Excerpts of pointing data:
____

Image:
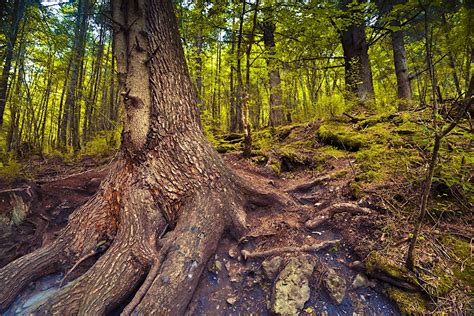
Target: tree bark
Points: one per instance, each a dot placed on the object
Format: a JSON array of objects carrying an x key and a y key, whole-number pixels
[
  {"x": 358, "y": 73},
  {"x": 277, "y": 116},
  {"x": 401, "y": 70},
  {"x": 17, "y": 15},
  {"x": 159, "y": 214}
]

____

STATED PROBLEM
Reproduce all of the data above verbatim, leaving out the picture.

CORRECT RESPONSE
Image:
Target: tree bark
Points: one per instance, each a dot placed on the object
Format: a JSON array of objects carrying an x key and a y key, whole-number pixels
[
  {"x": 358, "y": 73},
  {"x": 277, "y": 116},
  {"x": 401, "y": 70},
  {"x": 17, "y": 15},
  {"x": 159, "y": 214}
]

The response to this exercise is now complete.